__The tasks__.
1 > Decide whether each statement agrees with the BGP route suppression thread, answering yes or no and quoting the exact words of the thread that settle it: (a) The writer had the customer's router logging to a server. (b) The customer's bandwidth fell to 0 for almost exactly 30 minutes. (c) The reply says two flaps are enough to trigger dampening by default.
2 > Resume the BGP route suppression thread, starting after its last sentence.

__Document passage__.
Route Supression Problem

Unless useful to others, feel free to just reply off-list.

Background:

Tuesday (yesterday) morning around 1am, I got a phone call from one of my
transit customers(which seems more like a dream). I, sadly, didn't have the
router they are on logging to a server, so it's impossible for me to see
exactly what happened. Here's what I have. They received a minor spike in
traffic going to them. My router shows the last BGP peer reset about that
time, so this could be me sending the global table. His bandwidth then drops
to 0 for almost exactly 30 minutes (MRTG isn't an exactly graph). My guess
(authoratative answer) was the customer flapped their routes once too many
times and was suppressed by both of my providers, as I seem to recall the
penalty heal rate is in 30 minute increments.

First issue is, am I right? If I am, then I need to develop ways to limit
the damage done to my customer. Is there a way to setup route supression
just under what most people use so that I can have client fix the problem
and then clear the suppress on my network to allow them to come back up
immediately just under the suppress threshold? Another possibility, although
I've not seen reference to it, since the customer only transits through my
network and depends on my redundancy, is it possible to hold his routes in
the tables and keep advertising them out unless they are down for a set time
period (ie, ignore flaps, but drop them if he's down 15-30 minutes)?

I've never seen this issue. I was aware supression was possible when I first
started learning BGP, and so I have never risked bouncing my peers more than
three times in a day, and at that point usually quit playing until the next
week. When my peers flap due to DDOS attacks, BGP never stabalizes fully or
my providers have protected my networks (though I haven't seen how 69.8/18
will react in this scenario which doesn't have a shorter prefix at the
peer).

My customer is thinking of multi-homing again after this. Of course, it
wouldn't have saved the customer. The reason they left multi-homing is that
their network is in the same building and they only have one BGP router. I
don't think multiple paths would have saved them.

Opinions? Suggestions? Options?

-Jack

~We now return you to the 69/8 threads

traffic going to them. My router shows the last BGP peer reset about that
time, so this could be me sending the global table. His bandwidth then drops
to 0 for almost exactly 30 minutes (MRTG isn't an exactly graph). My guess
(authoratative answer) was the customer flapped their routes once too many
times and was suppressed by both of my providers, as I seem to recall the
penalty heal rate is in 30 minute increments.

Were there more flaps than just that last one before everything became
very quiet? A flap (up->down transition) has a penalty of 1000. By
default (if dampening is enabled), the dampen threshold is 2000. You
need at least three flaps to trigger dampening.

First issue is, am I right? If I am, then I need to develop ways to limit
the damage done to my customer.

Yell at your upstreams.

Is there a way to setup route supression
just under what most people use so that I can have client fix the problem
and then clear the suppress on my network to allow them to come back up
immediately just under the suppress threshold?

__Supplied records__.
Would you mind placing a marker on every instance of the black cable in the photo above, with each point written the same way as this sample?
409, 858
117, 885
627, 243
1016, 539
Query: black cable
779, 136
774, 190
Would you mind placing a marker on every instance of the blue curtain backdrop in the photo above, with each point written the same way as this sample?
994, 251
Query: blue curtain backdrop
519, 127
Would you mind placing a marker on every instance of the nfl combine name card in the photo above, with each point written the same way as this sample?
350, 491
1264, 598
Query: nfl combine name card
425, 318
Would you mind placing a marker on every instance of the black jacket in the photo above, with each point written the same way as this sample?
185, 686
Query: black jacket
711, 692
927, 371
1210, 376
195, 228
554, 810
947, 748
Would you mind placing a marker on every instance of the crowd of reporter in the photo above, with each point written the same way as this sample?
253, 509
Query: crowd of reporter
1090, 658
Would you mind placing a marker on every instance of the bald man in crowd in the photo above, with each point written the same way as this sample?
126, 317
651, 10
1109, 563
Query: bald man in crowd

__Exercise results__.
1 >
(a) No: "I, sadly, didn't have the router they are on logging to a server"
(b) Yes: "His bandwidth then drops to 0 for almost exactly 30 minutes"
(c) No: "You need at least three flaps to trigger dampening."

2 >
Dampening doesn't work on direct eBGP sessions: when the session is lost
the dampening info is removed from memory. So dampening your own
customers doesn't really do anything. For this reason, it seems curious
to me that both your upstreams use rather aggressive dampening. (See
RIPE-229 for some considerations on good dampening practices.)

Opinions? Suggestions? Options?

If this happens again you can simply reset your sessions to your
upstreams (one at a time of course) to get rid of the dampening IN THE
NEXT HOP AS. However, if the trouble is further upstream this only makes
matters worse.

traffic going to them. My router shows the last BGP peer reset about that

[...]

I've not seen reference to it, since the customer only transits through my
network and depends on my redundancy, is it possible to hold his routes in
the tables and keep advertising them out unless they are down for a set time
period (ie, ignore flaps, but drop them if he's down 15-30 minutes)?

While perhaps not always an ideal solution, is it possible for the
customer to set default to you rather than having to use BGP? You
could in turn use static routing back to them for their netblock(s).

John

you might want to look at <http://psg.com/~randy/021028.zmao-nanog.pdf>.
then again, you may not. it's depressing.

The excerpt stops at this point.